> _WRITTEN PROBLEM_
Update the data below by replacing each occurrence of "Coordinates" with "Points", leaving everything else unchanged.

[Point placement records]
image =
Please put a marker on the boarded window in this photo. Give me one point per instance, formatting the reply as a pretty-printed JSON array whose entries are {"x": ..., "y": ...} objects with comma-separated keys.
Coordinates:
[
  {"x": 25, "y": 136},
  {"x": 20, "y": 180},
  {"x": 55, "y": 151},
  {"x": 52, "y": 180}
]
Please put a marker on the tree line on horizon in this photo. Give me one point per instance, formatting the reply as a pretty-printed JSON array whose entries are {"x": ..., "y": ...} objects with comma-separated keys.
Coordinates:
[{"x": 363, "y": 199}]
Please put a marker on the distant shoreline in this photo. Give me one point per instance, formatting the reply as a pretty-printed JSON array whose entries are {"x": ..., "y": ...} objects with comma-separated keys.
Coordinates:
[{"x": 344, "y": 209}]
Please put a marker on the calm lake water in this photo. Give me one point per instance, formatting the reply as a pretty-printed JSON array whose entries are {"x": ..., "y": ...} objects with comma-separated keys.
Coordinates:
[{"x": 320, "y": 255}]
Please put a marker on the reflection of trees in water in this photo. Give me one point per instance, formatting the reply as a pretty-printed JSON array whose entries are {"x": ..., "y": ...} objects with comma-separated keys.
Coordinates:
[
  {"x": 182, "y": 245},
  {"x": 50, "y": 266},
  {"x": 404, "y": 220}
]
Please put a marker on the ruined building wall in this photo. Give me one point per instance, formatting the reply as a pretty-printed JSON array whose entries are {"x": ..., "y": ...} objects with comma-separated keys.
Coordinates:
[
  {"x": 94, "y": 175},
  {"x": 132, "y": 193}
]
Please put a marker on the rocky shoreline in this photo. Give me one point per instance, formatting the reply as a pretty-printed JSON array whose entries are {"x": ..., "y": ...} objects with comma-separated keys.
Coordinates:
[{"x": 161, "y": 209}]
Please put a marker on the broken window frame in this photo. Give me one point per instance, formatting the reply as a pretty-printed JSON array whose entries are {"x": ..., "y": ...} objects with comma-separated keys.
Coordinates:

> _TASK OUTPUT_
image =
Please put a marker on the boarded window in this photo. Give me one point per instance, formatting the reply as a pretty-printed JSON array whose entries are {"x": ..., "y": ...} objects with comma-separated keys.
Points:
[
  {"x": 25, "y": 136},
  {"x": 20, "y": 180},
  {"x": 55, "y": 151},
  {"x": 52, "y": 180}
]
Please put a marker on the tree line on horizon in this photo. Give me one point per instance, formatting the reply as a pretty-printed JSON array whose entries are {"x": ..., "y": ...} objects with comma-separated keys.
Points:
[{"x": 363, "y": 199}]
Please put a marker on the distant shoreline in this photo. Give me one point per instance, formatting the reply as a pretty-printed JSON array whose entries are {"x": ..., "y": ...} objects with comma-separated keys.
Points:
[{"x": 344, "y": 209}]
Please put a marker on the calm lake water in this photo. Give me one point per instance, formatting the reply as a pretty-printed JSON array whose entries are {"x": ..., "y": ...} objects with comma-separated keys.
Points:
[{"x": 320, "y": 255}]
Please put a marker on the reflection of trees in water in this photo. Give me one point per instance, formatting the reply as a pretty-printed JSON array whose entries are {"x": ..., "y": ...} objects with comma-separated keys.
Points:
[
  {"x": 182, "y": 245},
  {"x": 50, "y": 266},
  {"x": 404, "y": 220}
]
Please put a marker on the ruined building wall in this photo. Give me one point per instance, formatting the reply as a pretty-printed JSON array whose entries are {"x": ..., "y": ...} objects with comma-separated keys.
Points:
[
  {"x": 94, "y": 175},
  {"x": 132, "y": 193}
]
Please put a marker on the rocky shoreline in this photo. Give me one point per instance, formatting the reply as a pretty-printed JSON array whose entries are {"x": ..., "y": ...} objects with comma-separated keys.
Points:
[{"x": 161, "y": 209}]
Please put a marker on the broken window frame in this photo. Give me one point per instance, formatting the reply as a pretty-printed JSON array whose entries are {"x": ..., "y": ...} objects with comma-separated keys.
Points:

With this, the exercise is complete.